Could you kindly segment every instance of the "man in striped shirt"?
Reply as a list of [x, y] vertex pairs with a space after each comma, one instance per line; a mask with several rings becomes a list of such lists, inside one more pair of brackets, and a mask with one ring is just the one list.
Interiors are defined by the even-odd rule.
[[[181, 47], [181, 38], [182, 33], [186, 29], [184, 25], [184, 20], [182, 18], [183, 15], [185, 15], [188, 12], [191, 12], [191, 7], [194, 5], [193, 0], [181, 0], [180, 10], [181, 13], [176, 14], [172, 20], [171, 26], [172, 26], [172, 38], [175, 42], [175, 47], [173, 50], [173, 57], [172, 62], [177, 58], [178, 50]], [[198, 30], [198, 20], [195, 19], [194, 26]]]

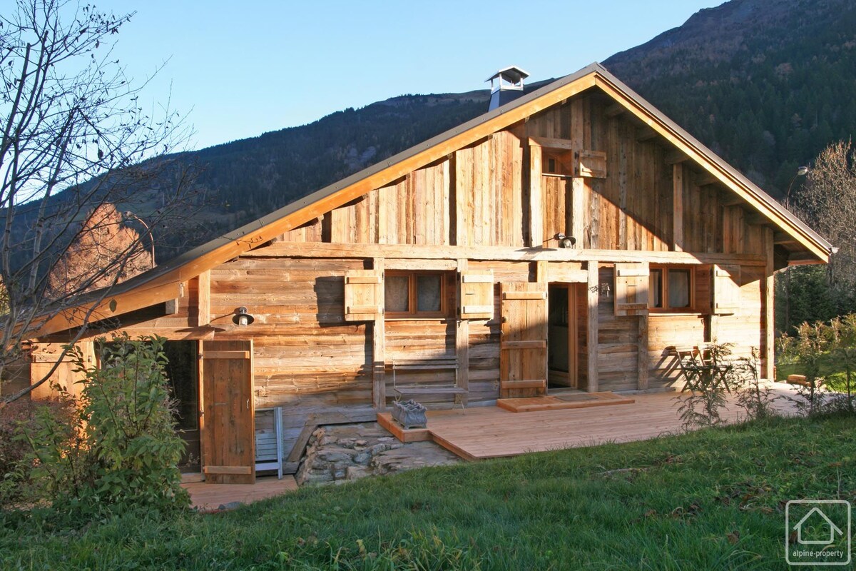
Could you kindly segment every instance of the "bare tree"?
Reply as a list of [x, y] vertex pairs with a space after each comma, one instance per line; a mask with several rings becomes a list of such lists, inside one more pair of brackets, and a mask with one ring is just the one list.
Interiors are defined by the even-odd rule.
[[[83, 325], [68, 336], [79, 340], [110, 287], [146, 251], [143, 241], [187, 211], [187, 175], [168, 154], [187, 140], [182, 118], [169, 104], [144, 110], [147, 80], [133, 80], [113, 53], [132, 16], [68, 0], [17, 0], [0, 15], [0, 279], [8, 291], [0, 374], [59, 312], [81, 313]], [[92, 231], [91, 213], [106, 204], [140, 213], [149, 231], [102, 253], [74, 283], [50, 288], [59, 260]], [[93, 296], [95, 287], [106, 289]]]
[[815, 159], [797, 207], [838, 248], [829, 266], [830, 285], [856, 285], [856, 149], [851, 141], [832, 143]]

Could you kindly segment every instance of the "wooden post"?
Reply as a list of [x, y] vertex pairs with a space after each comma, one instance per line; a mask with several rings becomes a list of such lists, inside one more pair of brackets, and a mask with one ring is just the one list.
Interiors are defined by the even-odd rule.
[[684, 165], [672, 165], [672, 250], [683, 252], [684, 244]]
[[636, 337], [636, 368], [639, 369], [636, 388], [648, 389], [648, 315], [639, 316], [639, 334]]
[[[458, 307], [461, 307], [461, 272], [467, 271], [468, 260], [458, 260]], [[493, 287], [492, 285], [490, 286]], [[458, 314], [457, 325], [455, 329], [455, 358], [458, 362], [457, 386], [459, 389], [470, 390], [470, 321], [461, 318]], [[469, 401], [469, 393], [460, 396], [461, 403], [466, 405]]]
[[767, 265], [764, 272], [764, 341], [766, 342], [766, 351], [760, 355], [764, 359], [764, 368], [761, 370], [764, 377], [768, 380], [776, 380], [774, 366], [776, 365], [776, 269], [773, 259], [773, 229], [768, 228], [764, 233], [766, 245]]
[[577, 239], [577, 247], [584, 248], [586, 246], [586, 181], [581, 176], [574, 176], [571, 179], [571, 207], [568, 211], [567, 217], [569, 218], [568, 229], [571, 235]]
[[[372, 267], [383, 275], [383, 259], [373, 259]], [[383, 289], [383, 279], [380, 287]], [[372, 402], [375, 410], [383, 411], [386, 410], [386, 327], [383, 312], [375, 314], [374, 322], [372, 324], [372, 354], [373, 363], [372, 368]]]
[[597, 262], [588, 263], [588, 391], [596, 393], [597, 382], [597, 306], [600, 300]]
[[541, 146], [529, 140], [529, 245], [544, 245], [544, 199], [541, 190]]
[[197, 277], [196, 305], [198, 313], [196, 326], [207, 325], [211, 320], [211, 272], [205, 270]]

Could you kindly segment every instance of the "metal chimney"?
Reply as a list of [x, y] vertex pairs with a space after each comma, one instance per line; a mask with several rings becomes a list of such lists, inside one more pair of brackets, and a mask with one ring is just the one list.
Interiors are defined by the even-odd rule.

■ STATED GOAL
Reproduce the listing from its start through the line containing "141], [832, 143]]", keeping the requests, but shift every vertex coordinate in the answers by -50. Leave the pictures out.

■ WRITTEN ANSWER
Could you kindly segment every instance of the "man in striped shirt"?
Reply as a list of [x, y] vertex pairs with a space after each comma, one instance per line; a mask with several rings becomes a list of such lists, inside one more pair of brackets, and a mask with one ring is just the one list.
Interiors are defined by the even-odd rule.
[[[131, -3], [131, -12], [132, -17], [136, -21], [134, -25], [134, -30], [132, -32], [133, -35], [135, -35], [138, -38], [141, -38], [141, -43], [144, -45], [143, -50], [131, -50], [130, -40], [131, -37], [126, -36], [122, -30], [121, -24], [122, -24], [122, -12], [125, -8], [125, -3], [123, 0], [123, 7], [122, 12], [127, 8], [128, 0]], [[148, -20], [148, -30], [145, -31], [144, -24]]]

Could you kindly segment every instance of the "bare tree"?
Reply as a list of [x, y] vertex pairs with a space after each comma, one instance per line; a mask with several rings becomes a list of such lists, inside one more pair of brackets, and a mask with one ring is just the one list.
Interiors are defined by the even-odd rule.
[[[33, 275], [18, 286], [29, 290], [60, 237], [96, 201], [93, 191], [137, 161], [137, 125], [118, 104], [137, 90], [132, 68], [119, 54], [94, 60], [97, 30], [83, 30], [63, 3], [82, -34], [18, -50], [-33, -50], [-50, -35], [-50, 229], [-42, 241], [-50, 324], [9, 262], [31, 263]], [[42, 181], [41, 163], [56, 154], [90, 163], [99, 181], [52, 203], [24, 233], [0, 238], [9, 210]], [[43, 246], [45, 237], [56, 239]]]
[[765, 109], [747, 157], [788, 198], [779, 216], [780, 235], [806, 235], [806, 99], [801, 91], [782, 93]]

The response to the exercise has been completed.